**Your assignment**
Copy the data exactly. No line may be skipped.

**Input material**
########################################

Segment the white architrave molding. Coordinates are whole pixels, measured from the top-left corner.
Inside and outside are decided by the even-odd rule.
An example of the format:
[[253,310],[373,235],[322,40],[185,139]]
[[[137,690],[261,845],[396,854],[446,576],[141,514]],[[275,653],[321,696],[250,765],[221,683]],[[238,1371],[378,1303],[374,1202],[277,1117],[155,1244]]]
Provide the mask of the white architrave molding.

########################################

**Exercise solution**
Segment the white architrave molding. Coordinates are whole pixels, measured from the top-left corner.
Inside and outside are decided by the even-odd rule.
An example of the format:
[[253,310],[373,235],[322,40],[185,139]]
[[[137,690],[261,845],[396,854],[446,576],[141,514]],[[275,653],[321,696],[250,765],[221,683]],[[238,1371],[378,1303],[374,1202],[277,1117],[155,1244]]]
Provide the mask of the white architrave molding.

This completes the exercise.